Kullanılacak kayıtlar
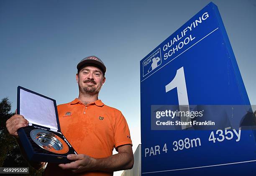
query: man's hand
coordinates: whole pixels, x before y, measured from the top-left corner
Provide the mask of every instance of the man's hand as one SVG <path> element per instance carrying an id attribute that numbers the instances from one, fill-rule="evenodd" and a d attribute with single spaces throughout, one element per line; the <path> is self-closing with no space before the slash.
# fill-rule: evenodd
<path id="1" fill-rule="evenodd" d="M 68 155 L 67 158 L 74 161 L 67 164 L 60 164 L 59 166 L 62 169 L 68 169 L 74 173 L 92 171 L 95 167 L 96 159 L 90 156 L 80 154 Z"/>
<path id="2" fill-rule="evenodd" d="M 28 126 L 28 121 L 23 115 L 15 114 L 12 116 L 6 121 L 6 128 L 10 135 L 15 138 L 18 137 L 18 130 L 22 127 Z"/>

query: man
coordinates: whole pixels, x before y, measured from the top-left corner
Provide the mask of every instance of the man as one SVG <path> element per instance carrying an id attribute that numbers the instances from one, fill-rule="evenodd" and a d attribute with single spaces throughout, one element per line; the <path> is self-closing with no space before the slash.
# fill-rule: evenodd
<path id="1" fill-rule="evenodd" d="M 125 118 L 98 99 L 106 80 L 105 65 L 92 56 L 82 59 L 77 69 L 78 98 L 57 109 L 61 132 L 78 154 L 68 155 L 69 163 L 48 163 L 44 175 L 110 176 L 114 171 L 131 168 L 132 144 Z M 7 120 L 6 127 L 19 143 L 17 131 L 28 124 L 22 115 L 15 115 Z M 114 147 L 118 153 L 112 155 Z M 31 164 L 37 168 L 45 164 Z"/>

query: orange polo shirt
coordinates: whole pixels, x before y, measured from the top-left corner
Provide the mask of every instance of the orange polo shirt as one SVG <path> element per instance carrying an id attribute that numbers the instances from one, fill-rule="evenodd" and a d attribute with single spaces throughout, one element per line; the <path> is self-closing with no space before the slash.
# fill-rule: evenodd
<path id="1" fill-rule="evenodd" d="M 61 133 L 78 154 L 95 158 L 112 155 L 114 148 L 132 145 L 126 121 L 120 111 L 100 100 L 84 105 L 76 98 L 57 106 Z M 45 175 L 70 175 L 58 165 L 48 163 Z M 82 176 L 110 176 L 113 172 L 90 172 Z"/>

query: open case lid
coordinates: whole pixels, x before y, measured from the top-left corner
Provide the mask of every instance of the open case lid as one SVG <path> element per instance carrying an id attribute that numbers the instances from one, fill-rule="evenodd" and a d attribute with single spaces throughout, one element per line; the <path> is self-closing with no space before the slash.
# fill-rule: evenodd
<path id="1" fill-rule="evenodd" d="M 56 101 L 20 86 L 18 87 L 17 114 L 30 124 L 60 131 Z"/>

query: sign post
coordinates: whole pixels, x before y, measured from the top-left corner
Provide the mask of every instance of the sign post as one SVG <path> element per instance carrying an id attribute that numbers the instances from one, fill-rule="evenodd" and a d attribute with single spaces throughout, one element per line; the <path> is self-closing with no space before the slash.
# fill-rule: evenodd
<path id="1" fill-rule="evenodd" d="M 214 4 L 153 50 L 140 67 L 142 175 L 255 173 L 255 119 Z"/>

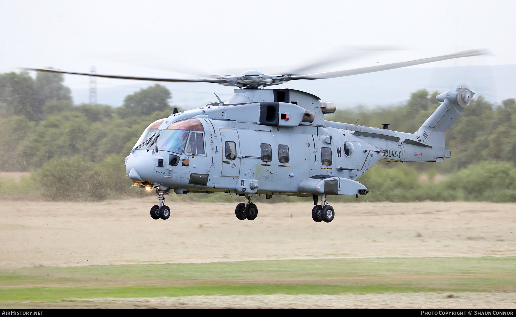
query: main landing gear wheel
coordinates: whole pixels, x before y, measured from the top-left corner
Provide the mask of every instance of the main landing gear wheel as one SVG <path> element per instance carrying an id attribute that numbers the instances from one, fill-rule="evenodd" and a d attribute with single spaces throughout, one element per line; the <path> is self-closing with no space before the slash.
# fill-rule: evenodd
<path id="1" fill-rule="evenodd" d="M 159 218 L 164 220 L 166 220 L 169 217 L 170 217 L 170 208 L 168 207 L 168 206 L 163 205 L 159 208 Z"/>
<path id="2" fill-rule="evenodd" d="M 329 205 L 326 205 L 321 210 L 321 216 L 325 222 L 330 222 L 335 217 L 335 212 L 333 207 Z"/>
<path id="3" fill-rule="evenodd" d="M 159 219 L 159 206 L 157 205 L 154 205 L 151 208 L 151 217 L 155 220 Z"/>
<path id="4" fill-rule="evenodd" d="M 235 215 L 239 220 L 243 220 L 247 218 L 246 212 L 246 204 L 244 203 L 240 203 L 236 205 L 236 208 L 235 208 Z"/>
<path id="5" fill-rule="evenodd" d="M 258 207 L 252 203 L 247 204 L 247 206 L 246 206 L 245 213 L 247 215 L 247 220 L 254 220 L 258 216 Z"/>
<path id="6" fill-rule="evenodd" d="M 322 221 L 322 216 L 321 214 L 322 209 L 320 205 L 314 206 L 312 209 L 312 219 L 316 222 L 320 222 Z"/>

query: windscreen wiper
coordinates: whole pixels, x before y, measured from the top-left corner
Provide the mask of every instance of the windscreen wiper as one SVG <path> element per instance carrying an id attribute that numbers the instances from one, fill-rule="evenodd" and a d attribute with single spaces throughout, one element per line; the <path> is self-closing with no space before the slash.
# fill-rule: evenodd
<path id="1" fill-rule="evenodd" d="M 150 138 L 148 138 L 147 139 L 145 140 L 144 141 L 143 141 L 143 142 L 142 142 L 141 143 L 140 143 L 140 145 L 138 145 L 138 146 L 137 146 L 136 147 L 135 147 L 134 148 L 134 149 L 135 150 L 137 150 L 138 148 L 139 148 L 140 147 L 142 146 L 142 145 L 144 145 L 146 144 L 149 144 L 149 143 L 151 141 L 151 140 L 152 139 L 152 138 L 153 138 L 154 137 L 154 135 L 156 135 L 156 133 L 154 133 L 154 134 L 152 135 L 152 136 L 150 137 Z"/>
<path id="2" fill-rule="evenodd" d="M 157 140 L 158 140 L 158 138 L 159 137 L 160 135 L 161 135 L 161 133 L 159 133 L 159 134 L 158 134 L 157 135 L 156 135 L 156 137 L 154 138 L 154 139 L 153 139 L 152 140 L 152 142 L 151 143 L 151 144 L 147 147 L 147 151 L 149 151 L 149 148 L 150 148 L 151 146 L 152 146 L 152 145 L 153 144 L 154 145 L 154 148 L 155 148 L 155 150 L 154 150 L 156 151 L 156 153 L 158 152 L 158 141 L 157 141 Z"/>

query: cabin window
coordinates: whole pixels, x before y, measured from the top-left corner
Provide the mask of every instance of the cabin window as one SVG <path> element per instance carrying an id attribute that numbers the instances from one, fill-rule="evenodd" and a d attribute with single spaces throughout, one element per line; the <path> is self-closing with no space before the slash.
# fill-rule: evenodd
<path id="1" fill-rule="evenodd" d="M 280 163 L 287 163 L 290 161 L 288 146 L 280 144 L 278 146 L 278 160 Z"/>
<path id="2" fill-rule="evenodd" d="M 330 148 L 321 148 L 321 163 L 323 165 L 331 165 L 332 163 L 331 157 L 331 149 Z"/>
<path id="3" fill-rule="evenodd" d="M 236 144 L 229 141 L 225 142 L 226 158 L 234 160 L 236 158 Z"/>
<path id="4" fill-rule="evenodd" d="M 204 154 L 204 141 L 202 133 L 190 133 L 190 138 L 186 145 L 186 153 L 193 154 Z"/>
<path id="5" fill-rule="evenodd" d="M 179 156 L 174 155 L 173 154 L 168 155 L 168 165 L 171 166 L 175 166 L 179 163 Z"/>
<path id="6" fill-rule="evenodd" d="M 346 156 L 349 157 L 351 156 L 353 154 L 353 150 L 354 149 L 354 147 L 353 146 L 353 144 L 349 141 L 346 141 L 344 142 L 344 154 Z"/>
<path id="7" fill-rule="evenodd" d="M 270 162 L 272 161 L 272 148 L 270 144 L 262 143 L 260 145 L 260 151 L 262 152 L 262 161 Z"/>

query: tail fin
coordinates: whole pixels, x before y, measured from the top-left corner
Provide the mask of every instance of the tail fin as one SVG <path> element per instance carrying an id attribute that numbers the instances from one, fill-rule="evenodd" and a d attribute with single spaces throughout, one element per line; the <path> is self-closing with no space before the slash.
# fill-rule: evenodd
<path id="1" fill-rule="evenodd" d="M 435 160 L 435 162 L 443 162 L 444 157 L 450 157 L 450 152 L 444 150 L 444 132 L 452 127 L 474 94 L 469 89 L 460 87 L 454 90 L 449 90 L 436 97 L 437 100 L 442 103 L 413 135 L 413 137 L 417 139 L 416 143 L 432 149 L 431 152 L 433 158 L 414 157 L 412 158 L 408 156 L 407 161 Z M 409 143 L 406 140 L 405 143 L 416 144 L 414 141 L 415 140 Z M 426 156 L 420 153 L 416 154 L 418 156 Z"/>
<path id="2" fill-rule="evenodd" d="M 420 131 L 421 133 L 423 131 L 428 133 L 429 128 L 432 131 L 443 132 L 451 128 L 474 95 L 475 93 L 469 89 L 460 87 L 436 97 L 436 99 L 442 103 L 427 119 L 416 133 Z"/>

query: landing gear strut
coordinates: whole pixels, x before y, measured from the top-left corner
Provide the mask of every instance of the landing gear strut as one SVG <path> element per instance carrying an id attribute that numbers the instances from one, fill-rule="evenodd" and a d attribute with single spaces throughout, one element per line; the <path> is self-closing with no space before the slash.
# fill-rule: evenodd
<path id="1" fill-rule="evenodd" d="M 245 195 L 244 203 L 240 203 L 235 208 L 235 215 L 240 220 L 248 219 L 254 220 L 258 216 L 258 207 L 251 202 L 251 197 L 248 194 Z"/>
<path id="2" fill-rule="evenodd" d="M 335 217 L 335 211 L 333 207 L 328 204 L 326 200 L 326 195 L 321 195 L 321 204 L 317 205 L 317 197 L 314 195 L 314 204 L 315 206 L 312 209 L 312 219 L 316 222 L 320 222 L 324 220 L 325 222 L 330 222 Z"/>
<path id="3" fill-rule="evenodd" d="M 163 195 L 166 195 L 170 192 L 170 189 L 162 190 L 159 188 L 156 188 L 156 193 L 158 195 L 158 199 L 159 200 L 159 205 L 154 205 L 151 208 L 151 217 L 153 219 L 157 220 L 159 218 L 166 220 L 168 217 L 170 217 L 170 208 L 165 204 L 165 197 Z"/>

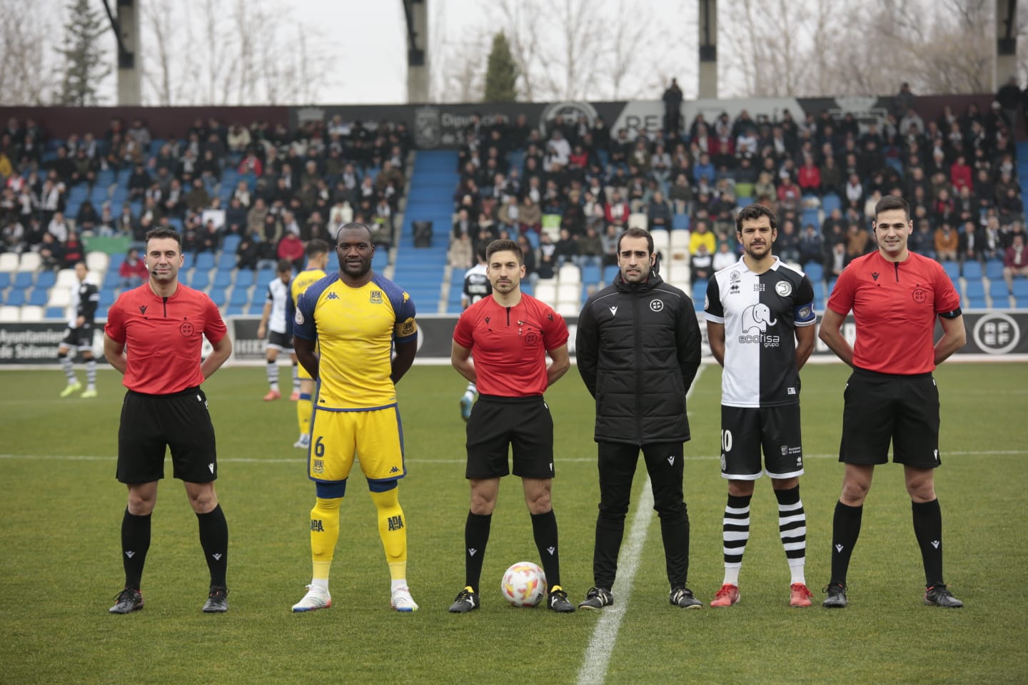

Yapılacak iş
Kayıtların başından "28 126 L 28" ifadesini içeren satıra kadar, o satır da dahil olmak üzere tüm satırları hiçbir değişiklik yapmadan yeniden yazın. Resimleri yanıtınıza eklemeyin.

Görevin yanıtı
query: man's hand
coordinates: whole pixels, x before y, measured from the top-left corner
Provide the mask of every instance of the man's hand as one SVG <path> element per instance carrying an id attribute that numbers the instances from one, fill-rule="evenodd" and a d attribute with single spaces throughout, one element per line; the <path> is self-closing with no space before the slash.
# fill-rule: evenodd
<path id="1" fill-rule="evenodd" d="M 68 155 L 67 158 L 74 161 L 67 164 L 60 164 L 59 166 L 62 169 L 68 169 L 74 173 L 92 171 L 95 167 L 96 159 L 90 156 L 80 154 Z"/>
<path id="2" fill-rule="evenodd" d="M 28 126 L 28 121 L 23 115 L 15 114 L 12 116 L 6 121 L 6 128 L 10 135 L 15 138 L 18 137 L 18 130 L 22 127 Z"/>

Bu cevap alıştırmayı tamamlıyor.